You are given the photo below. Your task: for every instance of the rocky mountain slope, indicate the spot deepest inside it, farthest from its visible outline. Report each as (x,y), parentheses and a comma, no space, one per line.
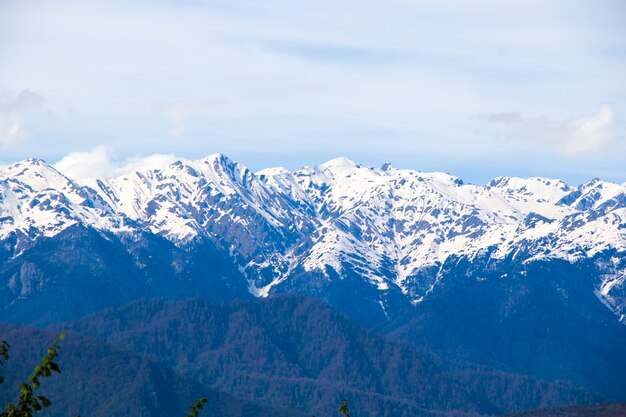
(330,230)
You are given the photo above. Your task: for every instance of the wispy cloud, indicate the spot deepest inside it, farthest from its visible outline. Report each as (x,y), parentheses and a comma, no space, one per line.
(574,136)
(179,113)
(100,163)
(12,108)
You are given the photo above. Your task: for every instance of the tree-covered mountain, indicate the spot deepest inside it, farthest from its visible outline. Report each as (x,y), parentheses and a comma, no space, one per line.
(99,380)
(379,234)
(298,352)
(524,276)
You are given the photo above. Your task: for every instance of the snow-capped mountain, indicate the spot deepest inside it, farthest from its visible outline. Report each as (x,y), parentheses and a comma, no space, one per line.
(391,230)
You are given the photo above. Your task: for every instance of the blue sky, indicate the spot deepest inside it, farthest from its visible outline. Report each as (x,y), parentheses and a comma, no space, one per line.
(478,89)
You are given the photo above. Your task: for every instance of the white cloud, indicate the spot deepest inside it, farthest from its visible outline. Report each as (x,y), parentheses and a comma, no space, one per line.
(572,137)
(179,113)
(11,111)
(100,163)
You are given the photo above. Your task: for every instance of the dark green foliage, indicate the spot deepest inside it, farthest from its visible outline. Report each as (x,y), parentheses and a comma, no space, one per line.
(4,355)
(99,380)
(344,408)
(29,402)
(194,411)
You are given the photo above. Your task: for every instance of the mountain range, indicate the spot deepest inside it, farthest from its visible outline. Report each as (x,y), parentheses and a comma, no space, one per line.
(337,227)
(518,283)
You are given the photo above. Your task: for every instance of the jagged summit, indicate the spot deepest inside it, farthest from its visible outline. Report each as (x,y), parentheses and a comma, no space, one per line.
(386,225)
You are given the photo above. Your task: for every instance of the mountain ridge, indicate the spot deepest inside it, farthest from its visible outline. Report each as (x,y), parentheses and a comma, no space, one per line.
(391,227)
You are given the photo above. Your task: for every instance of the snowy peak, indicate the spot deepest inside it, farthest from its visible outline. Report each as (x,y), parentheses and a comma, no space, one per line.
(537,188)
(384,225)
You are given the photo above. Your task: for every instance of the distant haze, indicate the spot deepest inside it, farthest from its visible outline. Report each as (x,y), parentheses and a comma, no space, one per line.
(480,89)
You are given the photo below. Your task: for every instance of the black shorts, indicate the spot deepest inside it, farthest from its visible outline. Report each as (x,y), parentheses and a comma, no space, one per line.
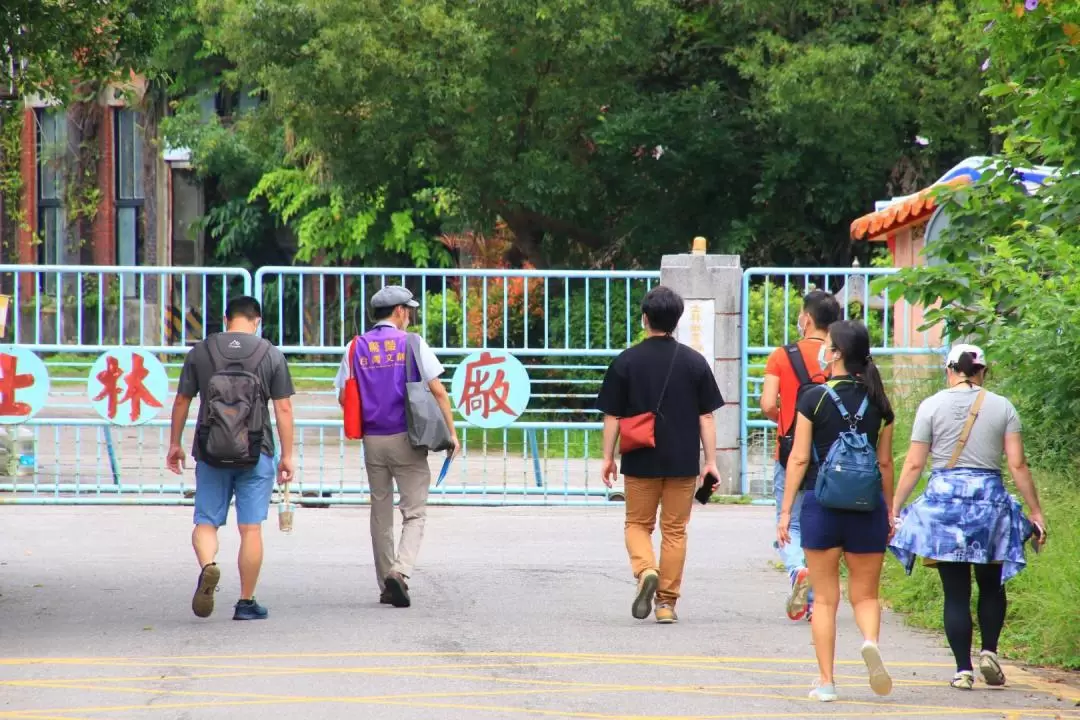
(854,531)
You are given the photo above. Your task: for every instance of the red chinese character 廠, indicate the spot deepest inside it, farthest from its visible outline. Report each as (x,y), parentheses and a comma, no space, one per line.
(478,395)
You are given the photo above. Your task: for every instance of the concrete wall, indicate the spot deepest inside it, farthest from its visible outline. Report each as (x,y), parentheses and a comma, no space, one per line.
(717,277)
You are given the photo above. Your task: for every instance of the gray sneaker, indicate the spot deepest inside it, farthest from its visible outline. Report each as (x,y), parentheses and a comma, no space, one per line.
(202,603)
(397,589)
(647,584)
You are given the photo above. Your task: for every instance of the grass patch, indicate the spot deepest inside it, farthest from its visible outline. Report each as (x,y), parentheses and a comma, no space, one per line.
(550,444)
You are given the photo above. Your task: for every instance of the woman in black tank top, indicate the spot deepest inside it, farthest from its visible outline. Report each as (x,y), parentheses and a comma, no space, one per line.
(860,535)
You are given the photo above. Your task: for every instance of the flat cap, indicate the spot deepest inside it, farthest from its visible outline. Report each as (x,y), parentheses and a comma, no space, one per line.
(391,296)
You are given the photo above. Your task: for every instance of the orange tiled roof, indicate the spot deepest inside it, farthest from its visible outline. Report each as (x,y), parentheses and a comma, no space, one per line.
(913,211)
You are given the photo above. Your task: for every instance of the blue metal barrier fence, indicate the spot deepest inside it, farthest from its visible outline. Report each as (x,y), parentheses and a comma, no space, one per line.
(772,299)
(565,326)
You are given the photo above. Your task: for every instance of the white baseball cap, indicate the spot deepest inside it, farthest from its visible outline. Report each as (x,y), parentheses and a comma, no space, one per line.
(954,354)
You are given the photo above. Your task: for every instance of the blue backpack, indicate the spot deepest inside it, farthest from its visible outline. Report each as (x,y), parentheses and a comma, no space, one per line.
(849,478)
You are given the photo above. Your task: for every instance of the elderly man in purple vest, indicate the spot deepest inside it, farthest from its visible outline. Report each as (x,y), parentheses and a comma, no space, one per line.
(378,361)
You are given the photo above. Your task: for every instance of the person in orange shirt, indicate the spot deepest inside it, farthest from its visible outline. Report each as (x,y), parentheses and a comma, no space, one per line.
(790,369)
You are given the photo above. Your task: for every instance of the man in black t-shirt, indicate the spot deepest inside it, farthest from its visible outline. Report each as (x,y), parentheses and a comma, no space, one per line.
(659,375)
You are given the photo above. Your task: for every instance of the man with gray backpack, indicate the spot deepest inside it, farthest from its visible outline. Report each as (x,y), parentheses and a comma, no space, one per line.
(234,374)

TASK INSTRUCTIONS:
Arrange the records above, from the line containing "black t-shirt, indicate" through the end of the records, as a two-column CSV with the header instruction,coordinates. Give one row per record, with its text and its answer each in a single quoted field and line breaks replaced by spaces.

CORRECT RESPONSE:
instruction,coordinates
"You are given the photo above. Your task: for every instance of the man in black t-shirt, indicate the spot deepest inside it, farthest from its visible outline. Report each as (x,y), parentheses and a comma, no space, one per line.","(659,375)"
"You are given the photo above. Your task: for every instance of the man with gray backpack, indicate the spot deepest inside it, farthest from its visible outline. Report each as (x,y), parentheses and a comma, no space, one per line.","(234,374)"